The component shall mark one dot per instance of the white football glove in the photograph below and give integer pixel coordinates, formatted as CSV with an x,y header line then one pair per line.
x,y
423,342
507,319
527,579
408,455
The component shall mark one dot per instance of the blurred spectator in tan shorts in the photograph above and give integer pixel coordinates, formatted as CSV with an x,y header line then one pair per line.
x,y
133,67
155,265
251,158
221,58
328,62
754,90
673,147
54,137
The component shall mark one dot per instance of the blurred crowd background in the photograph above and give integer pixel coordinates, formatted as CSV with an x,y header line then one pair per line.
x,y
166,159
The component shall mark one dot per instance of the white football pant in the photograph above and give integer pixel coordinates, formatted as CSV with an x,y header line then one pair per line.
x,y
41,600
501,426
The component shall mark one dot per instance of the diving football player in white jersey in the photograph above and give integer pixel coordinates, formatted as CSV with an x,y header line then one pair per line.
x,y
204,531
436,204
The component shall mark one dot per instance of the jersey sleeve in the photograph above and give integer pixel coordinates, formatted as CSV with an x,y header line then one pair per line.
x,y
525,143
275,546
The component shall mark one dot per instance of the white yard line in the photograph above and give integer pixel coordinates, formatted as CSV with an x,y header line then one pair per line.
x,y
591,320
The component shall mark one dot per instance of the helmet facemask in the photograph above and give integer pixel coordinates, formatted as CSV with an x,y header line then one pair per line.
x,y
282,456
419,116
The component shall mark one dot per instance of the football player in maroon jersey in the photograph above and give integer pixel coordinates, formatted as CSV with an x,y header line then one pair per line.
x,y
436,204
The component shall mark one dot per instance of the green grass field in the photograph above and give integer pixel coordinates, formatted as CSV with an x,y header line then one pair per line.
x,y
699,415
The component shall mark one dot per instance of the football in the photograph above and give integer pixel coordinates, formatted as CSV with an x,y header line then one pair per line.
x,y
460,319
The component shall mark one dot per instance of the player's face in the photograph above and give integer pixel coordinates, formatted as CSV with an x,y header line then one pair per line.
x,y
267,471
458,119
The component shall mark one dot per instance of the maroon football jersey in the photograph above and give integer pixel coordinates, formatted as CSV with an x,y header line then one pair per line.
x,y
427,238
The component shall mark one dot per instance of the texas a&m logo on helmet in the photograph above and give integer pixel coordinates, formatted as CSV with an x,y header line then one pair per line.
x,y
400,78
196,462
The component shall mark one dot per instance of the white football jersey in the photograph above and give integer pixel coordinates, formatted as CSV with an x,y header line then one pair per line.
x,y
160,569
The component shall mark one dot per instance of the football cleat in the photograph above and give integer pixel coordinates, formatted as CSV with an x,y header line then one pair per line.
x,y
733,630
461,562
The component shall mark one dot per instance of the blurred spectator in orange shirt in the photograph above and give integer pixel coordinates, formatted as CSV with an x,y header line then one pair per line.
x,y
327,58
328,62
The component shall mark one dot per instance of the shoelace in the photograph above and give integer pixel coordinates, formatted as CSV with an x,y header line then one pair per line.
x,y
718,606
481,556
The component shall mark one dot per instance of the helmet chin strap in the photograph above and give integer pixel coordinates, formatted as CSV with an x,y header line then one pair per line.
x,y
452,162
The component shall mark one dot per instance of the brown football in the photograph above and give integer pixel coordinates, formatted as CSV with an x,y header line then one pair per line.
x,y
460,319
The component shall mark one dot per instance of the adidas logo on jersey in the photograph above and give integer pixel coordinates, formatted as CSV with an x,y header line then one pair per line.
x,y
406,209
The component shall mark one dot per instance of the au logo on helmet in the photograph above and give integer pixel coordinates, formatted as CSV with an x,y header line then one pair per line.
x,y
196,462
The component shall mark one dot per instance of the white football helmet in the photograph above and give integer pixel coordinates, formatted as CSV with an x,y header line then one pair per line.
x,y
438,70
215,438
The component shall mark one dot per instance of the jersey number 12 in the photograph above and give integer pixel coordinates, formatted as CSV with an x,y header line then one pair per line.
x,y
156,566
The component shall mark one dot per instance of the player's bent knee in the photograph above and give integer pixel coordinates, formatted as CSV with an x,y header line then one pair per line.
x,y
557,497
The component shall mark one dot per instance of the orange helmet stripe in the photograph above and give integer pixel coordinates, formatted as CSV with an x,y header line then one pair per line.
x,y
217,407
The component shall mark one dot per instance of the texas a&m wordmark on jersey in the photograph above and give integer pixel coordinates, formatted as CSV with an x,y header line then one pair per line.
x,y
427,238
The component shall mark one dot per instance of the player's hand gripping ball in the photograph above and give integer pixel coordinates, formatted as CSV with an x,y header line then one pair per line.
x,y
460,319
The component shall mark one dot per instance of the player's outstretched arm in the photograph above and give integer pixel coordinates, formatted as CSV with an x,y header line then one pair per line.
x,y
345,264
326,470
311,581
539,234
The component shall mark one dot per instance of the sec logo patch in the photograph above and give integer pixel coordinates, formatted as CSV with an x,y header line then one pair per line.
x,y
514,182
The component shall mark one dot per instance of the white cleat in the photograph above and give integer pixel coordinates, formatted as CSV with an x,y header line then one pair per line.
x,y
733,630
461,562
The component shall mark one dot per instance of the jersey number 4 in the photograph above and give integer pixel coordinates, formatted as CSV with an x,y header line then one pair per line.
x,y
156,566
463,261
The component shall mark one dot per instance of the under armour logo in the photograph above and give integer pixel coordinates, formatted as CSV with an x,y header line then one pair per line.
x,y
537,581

> _DIRECTIONS FOR THIS TASK_:
The answer is every entry, copied word for word.

> _YOUR RESPONSE_:
The component shall mark one dot per instance of the white football glove in the photograph below and give integer pixel coordinates, formatted as CSV with an x,y header line then one pair per line.
x,y
423,342
507,319
527,579
408,455
The component shall mark one dot per instance of the blurred spectator in tan shorts in the photograph above and give integer pixel coordinates, formatted as CSV with an x,y header line then one pair per line.
x,y
133,67
155,265
251,158
221,58
328,62
754,90
673,147
54,137
The component shall mark one dot per instance of the blurred crowd background in the photograph above and give integer pixel coordinates, formatted as CSV with an x,y header line then one pair per line.
x,y
166,159
The component shall mark one dot per instance of the white football pant in the photograph above and give integer pixel coordinates, formatted as CSV with an x,y header line then one pair per line.
x,y
41,600
501,426
The component shall mark one dot per instance of the diving football player in white jersey in the photograph above and give integer pixel coordinates, formatted as CSV with an x,y header line then one pair per line.
x,y
204,531
436,204
The component shall mark one dot per instance of the jersey sleeve in the photograph above and give integer pixel coordinates, formatted as CSV with an x,y header line then one pair per line.
x,y
525,143
275,546
The component shall mark one dot per instance of the white yard line in the photograph above and give integer pixel coordinates, formatted as CSV with an x,y header line then one pair per line.
x,y
591,320
The component shall mark one dot per instance of the helmet facemask in the photograph above and give integer pixel coordinates, formatted as CSV with an x,y header line then one pair per line.
x,y
282,456
419,116
The component shall mark one dot per instance of the football player in maroon jersey in the photograph above and give integer pixel coordinates, formatted as CSV with an x,y header line then one pair per line.
x,y
436,204
The component shall mark one dot per instance of the green grass field in the photograph above and give integer pixel coordinates, formatted as CSV with an x,y header line then one pair per line.
x,y
699,415
The component shall mark one dot per instance of the football in the photograph above and give integer pixel coordinates, formatted as CSV with an x,y header line then one pair per line.
x,y
460,319
The component shall mark one dot per instance of the player's face in the photograph above and give integer pixel coordinates, formatted as CSV with an x,y header line then one pair per line.
x,y
267,471
458,119
The component shall mark one dot per instance of the maroon football jersey in the photograph above and give integer pixel coordinates, formatted as CSV with an x,y header line then one pair per line.
x,y
427,238
The component shall mark one dot per instance of the texas a&m logo on helmet in the photograph above and give integer pixel coordinates, formatted as CSV with an x,y header line then one pair per line.
x,y
400,78
196,462
The component shall mark one dot per instance of the white football jersey in the photograph above and give integer pixel coordinates, formatted as CSV with an x,y header line then one pair per line.
x,y
160,569
The component shall mark one dot per instance of the football cleat in the photograph above and give integer pixel coordinates, formatted as CSV with an x,y header line then one pair per line.
x,y
733,630
461,562
The component shall mark one dot per instance of the blurred spectator in orange shirt in the photograph above and give integer pixel coordinates, formatted as CSV with an x,y header line then one pair per line.
x,y
327,58
328,62
The component shall mark one dot per instance of the shoelace in the photograph above and give integer pixel coordinates, formatted as CSV with an x,y header line then one pair per line.
x,y
718,606
481,556
The component shall mark one dot per instance of the helmet chin strap in the photograph above and give integer pixel coordinates, formatted as CSV with an x,y header line then one pair per line.
x,y
452,162
The component shall mark one dot per instance of the brown football in the photograph above and give integer pixel coordinates, formatted as CSV with an x,y header line then one pair per line.
x,y
460,319
The component shall mark one dot per instance of the adidas logo on jersey in the photograph above and give integer pixel coordinates, formatted as CSV with an x,y header line then one pair per line.
x,y
406,209
The component shall mark one dot per instance of the au logo on helmet in the photograph above and give integer pixel coordinates, formatted as CSV with an x,y header line then one pair per line.
x,y
196,462
The component shall mark one dot per instance of the white football helmet in the photograph above and give integer pixel coordinates, formatted as CSV with an x,y header line then one pair per line.
x,y
438,70
215,438
The component shall mark one dot per instance of the jersey number 12 in the photograph above and give integer pixel coordinates, formatted as CSV with an x,y header line then one pair per line.
x,y
156,566
The component shall mark one dot per instance of the player's bent knee in the photograph above and give integer pixel coordinates, formatted as CSV with an x,y header line then one pair per line.
x,y
557,497
The component shall mark one dot per instance of the orange helmet stripe in the photograph above and give integer pixel coordinates, formatted as CSV with an x,y header line then one pair per line.
x,y
217,407
The component shall mark one dot per instance of the texas a&m wordmark on jersey in the photograph above and give integer pixel coordinates, formatted as CSV with an x,y header line then one pair per line.
x,y
427,238
The component shall mark one dot per instance of the player's hand gripping ball in the photograph above and give integer pixel coordinates, formatted as CSV with an x,y header line then one pair per line.
x,y
460,319
The component shall mark one dot per instance of the player's outstretched arm in the photograph above and give integer pixel coordinates, formatted as CSV with an x,y header line then one pair per line.
x,y
345,264
326,470
311,581
539,234
The component shall mark one dot per instance of the sec logo patch in the photograph above and give integer pixel coordinates, formatted as CSV with an x,y header line then one pair per line.
x,y
514,182
The component shall mark one dot per instance of the white cleat in the photograph above and give integer pixel coordinates, formatted as CSV with an x,y header line then one pair per line.
x,y
733,630
461,562
The component shall mark one dot per instance of the jersey number 4 in the photograph above and give integer pixel coordinates, formatted as CSV with an x,y header line then one pair per line.
x,y
156,566
463,261
The component shall mark one dot per instance of the under armour logo in the photograph above and give integer pixel coordinates, formatted as CSV with an x,y header line then one pair per line.
x,y
537,581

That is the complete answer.